## 本文
------------------------------------------------------------------------
なりすましメールとは
「なりすましメール」とは、実在している企業や人物を装い配信される、詐欺を目的としたメールを指します。
こうしたメールには、悪意あるサイトに誘導するためのリンクが設定されており、ユーザーがクリックすることでコンピュータウィルスに感染したり、認証情報やクレジットカードなどの機密情報を搾取するといった被害が多く発生しています。
IPA(情報処理推進機構)の公開情報によると、「情報セキュリティ10大脅威2021」の個人部門では フィッシングによる個人情報等の搾取 が 2 位、組織部門では ランサムウェアによる被害 が 1 位となっています。どちらもなりすましメールが攻撃として用いられることが多いです。
Microsoft Defender for Office 365 のフィッシング対策ポリシー
Office 365 には「Exchange Online Protection(略称:EOP)」という悪意のあるメールを排除する機能が標準で備わっているほか、既定でフィッシング対策ポリシーが有効になっています。
しかしながら、こうしたフィルターやポリシーをすり抜けることもあり、中には大量のフィッシングメールが受信トレイに配信されてしまうケースもあります。
------------------------------------------------------------------------
## 資料の内容
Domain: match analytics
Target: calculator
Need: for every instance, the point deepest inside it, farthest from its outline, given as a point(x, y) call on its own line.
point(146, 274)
------------------------------------------------------------------------
なりすましメールについての本文から、「Microsoft Defender for」で始まり「れてしまうケースもあります。」で終わるまでの部分を、一字も変えずにすべて書き写しなさい。 ここに示した資料は、この課題では使いません。

Microsoft Defender for Office 365 のフィッシング対策ポリシー
Office 365 には「Exchange Online Protection(略称:EOP)」という悪意のあるメールを排除する機能が標準で備わっているほか、既定でフィッシング対策ポリシーが有効になっています。
しかしながら、こうしたフィルターやポリシーをすり抜けることもあり、中には大量のフィッシングメールが受信トレイに配信されてしまうケースもあります。